__PROBLEM DETAILS__. In the excerpt below, condense the paragraph beginning "To this day, I have 7 or 8 ES chips" into a short bulleted list that keeps its main facts.

__EXCERPT PROVIDED__.

— BEGIN —

RE: waiting for e5-2699 v4 price drops... Don't hold your breath. Every "top tier chip" will always demand a premium on eBay over one or two steps down. It will always be like 150% or 200% the price of just dropping one or two models down. Case in point:

E5-2699 V4 (22C/44T) right now around $450-ish (non-China)?
E5-2698 V4 (20C/40T @ 2.1) ~$250
E5-2697 V4 (18C/36T @2.1) ~$200

RE: ES/QS versions of these chips... I am now banning any and all ES/QS chips from my life, never again. ES/QS chips were the only way I could afford V1/V2/V3/V4 over the years because back in 2014, there was no way I was going to pay $2000 for a CPU where I could China an ES version for $400.

To this day, I have 7 or 8 ES chips that are... Just not right. Odd random full system freeze/lockups, occasional memory errors, etc. The amount of trouble these ES chips have caused me, thinking, "It can't be the chips. has to be the motherboard. the bios. ok, i'll try beta bios. ok, has to be lsi controllers. nope, has to be the chassis. missing a ground... etc etc" years of frustration and too much money, never suspecting the ES chips.

— END —

__DATA EXTRACT__.
— BEGIN —

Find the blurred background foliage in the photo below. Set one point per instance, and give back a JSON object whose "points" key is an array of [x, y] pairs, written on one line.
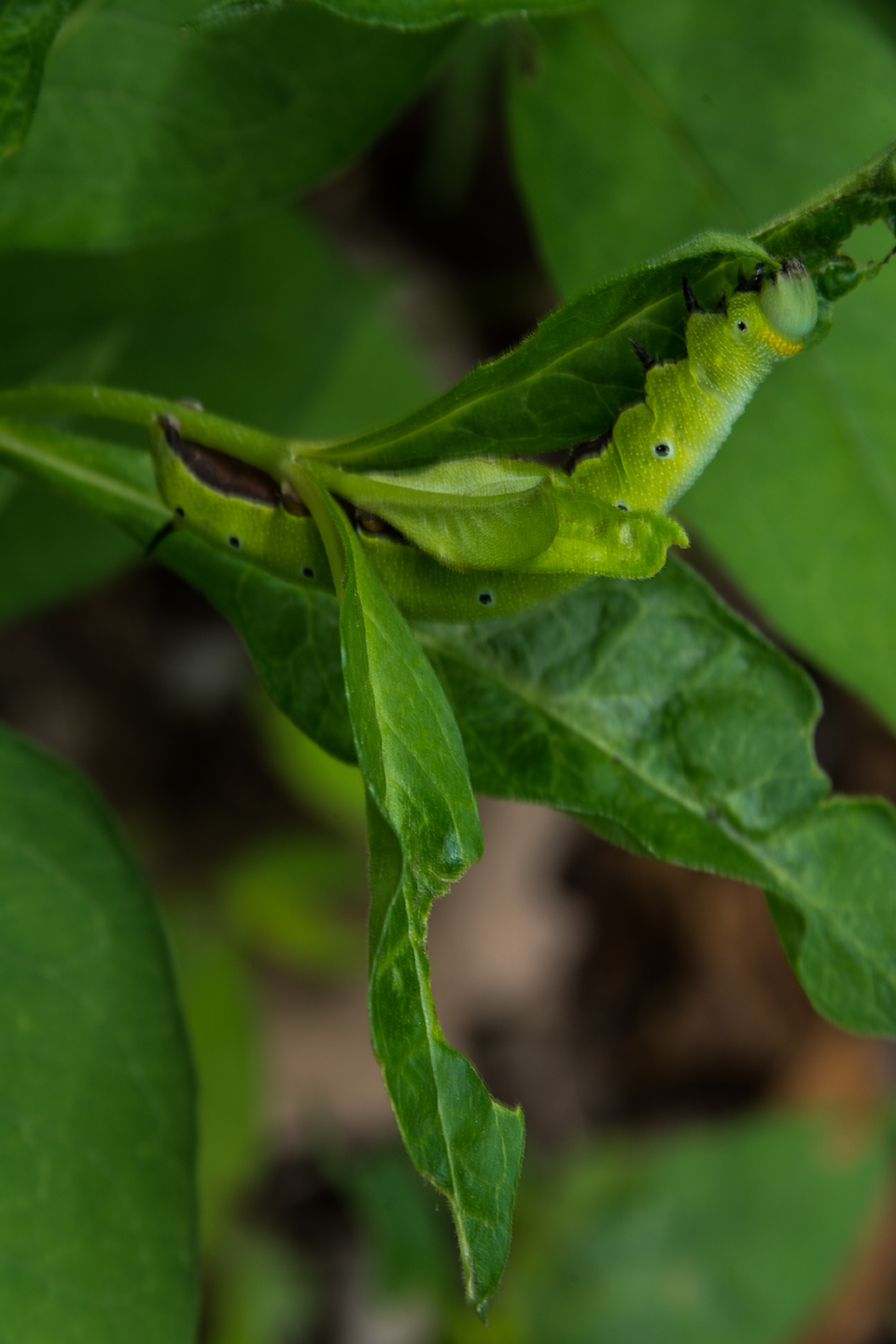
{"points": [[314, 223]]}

— END —
— BEGIN —

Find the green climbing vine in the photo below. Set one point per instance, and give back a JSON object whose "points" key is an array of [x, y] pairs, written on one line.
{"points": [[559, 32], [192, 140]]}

— END —

__REPLY TO THE EXERCISE__.
- The writer still owns 7 or 8 ES chips that don't work properly.
- Problems include odd, random full-system freezes and lockups, and occasional memory errors.
- Assuming the chips couldn't be at fault, the writer blamed the motherboard, the BIOS (even trying a beta BIOS), the LSI controllers, the chassis, and a missing ground.
- This cost years of frustration and too much money, and the ES chips were never suspected.